Escribe la continuación del texto sobre Claudio Abbado como director de orquesta, empezando justo después de su última frase.
### FRAGMENTO DEL TEXTO ###
Si no el último de los grandes mitos de la dirección orquestal, Claudio Abbado fue el referente de una nueva estirpe. Su pulso era asombroso; su dirección, precisa; el gesto, de una belleza única, conjugaba la elegancia del sable con la finura expresiva de un humanista. No era un místico como Furtwängler, ni un filósofo como Celibidache, ni un romántico como Klemperer, ni un intérprete sentimental como Bernstein, por citar a algunos de los divos del siglo XX. Su concepción del sonido encajaba con el objetivismo de Toscanini, desde una originalidad que miraba hacia el futuro. En su caso, primaba menos la gran cultura clásica – a la cual, desde luego, no desdeñaba – que la atmósfera de la posguerra con sus ansias de vida, justicia y libertad. Sus interpretaciones carecían, en ocasiones, de profundidad, pero nunca de latido o de sentido humano. No detenía el tiempo, sino que dejaba que la composición fluyera con naturalidad, unas veces con ira, otras con pasión, a menudo subrayando sencillamente la suavidad de las voces.
### DATOS PROPORCIONADOS ###
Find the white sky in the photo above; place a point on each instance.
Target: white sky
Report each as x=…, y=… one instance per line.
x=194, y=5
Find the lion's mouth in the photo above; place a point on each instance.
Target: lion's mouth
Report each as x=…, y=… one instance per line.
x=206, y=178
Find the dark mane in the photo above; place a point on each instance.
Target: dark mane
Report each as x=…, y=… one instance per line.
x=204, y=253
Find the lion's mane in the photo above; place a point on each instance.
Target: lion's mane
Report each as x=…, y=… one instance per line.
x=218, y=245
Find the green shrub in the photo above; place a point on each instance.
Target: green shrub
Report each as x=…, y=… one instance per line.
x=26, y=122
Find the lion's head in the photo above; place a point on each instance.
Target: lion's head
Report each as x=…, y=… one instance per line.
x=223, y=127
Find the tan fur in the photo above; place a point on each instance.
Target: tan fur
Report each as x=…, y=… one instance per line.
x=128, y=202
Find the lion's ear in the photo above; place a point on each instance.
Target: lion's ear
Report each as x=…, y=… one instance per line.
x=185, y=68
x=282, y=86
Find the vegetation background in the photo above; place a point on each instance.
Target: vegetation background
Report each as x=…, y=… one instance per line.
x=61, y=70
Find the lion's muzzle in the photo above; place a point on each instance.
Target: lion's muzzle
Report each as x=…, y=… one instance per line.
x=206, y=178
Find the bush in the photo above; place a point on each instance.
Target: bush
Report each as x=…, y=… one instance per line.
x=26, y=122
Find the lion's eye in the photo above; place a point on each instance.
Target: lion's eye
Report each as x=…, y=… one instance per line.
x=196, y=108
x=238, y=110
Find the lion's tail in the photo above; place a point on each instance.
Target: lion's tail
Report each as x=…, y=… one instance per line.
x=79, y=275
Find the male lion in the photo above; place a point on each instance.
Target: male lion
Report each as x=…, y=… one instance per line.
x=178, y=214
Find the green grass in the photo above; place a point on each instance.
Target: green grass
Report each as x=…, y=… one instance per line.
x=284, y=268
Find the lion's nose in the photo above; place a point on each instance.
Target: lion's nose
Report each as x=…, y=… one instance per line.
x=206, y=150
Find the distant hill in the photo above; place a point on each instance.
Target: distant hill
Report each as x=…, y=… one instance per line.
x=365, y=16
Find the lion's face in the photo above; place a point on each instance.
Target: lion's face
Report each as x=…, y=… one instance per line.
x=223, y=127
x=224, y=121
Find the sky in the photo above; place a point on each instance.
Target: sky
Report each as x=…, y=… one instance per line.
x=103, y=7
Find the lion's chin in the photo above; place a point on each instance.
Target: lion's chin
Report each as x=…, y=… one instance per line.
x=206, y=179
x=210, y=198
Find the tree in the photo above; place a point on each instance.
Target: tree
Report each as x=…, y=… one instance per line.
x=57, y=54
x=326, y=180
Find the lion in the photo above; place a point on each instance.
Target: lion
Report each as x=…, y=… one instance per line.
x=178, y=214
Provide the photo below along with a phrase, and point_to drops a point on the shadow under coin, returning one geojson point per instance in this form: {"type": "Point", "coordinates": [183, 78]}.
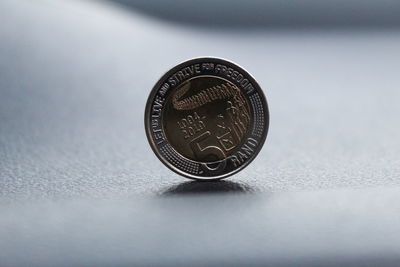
###
RESPUESTA:
Sus músicos hablaban de él con devoción. En cambio, no aceptaba que le idolatraran como si fuera un dictador: “Mi nombre es Claudio”, les espetaba cuando le llamaban “maestro”. A las orquestas les exigía, ante todo, que aprendieran a escucharse los unos a los otros, buscando el espíritu camerístico de cualquier partitura. Creo que nadie puede dudar de la precisión analítica de su inteligencia ni de su vocación humanística. Nacido en el seno de una familia de artistas, culta y burguesa, Abbado nunca se desligó de su compromiso político con la izquierda y, tras el cáncer de estómago que sufrió a finales de los noventa, dedicaría sus últimos esfuerzos a trabajar con orquestas noveles que él mismo dirigía y apadrinaba. En una ocasión, tras un concierto en La Scala de Milán, solicitó que no se destinara su sueldo a engrosar una cuenta corriente sino que con él se plantaran noventa mil árboles. Pensaba con razón que el porvenir de Europa no se puede disociar de la cultura y que la ciega devoción al dinero o al poder destruye los sedimentos de la moral y del arte.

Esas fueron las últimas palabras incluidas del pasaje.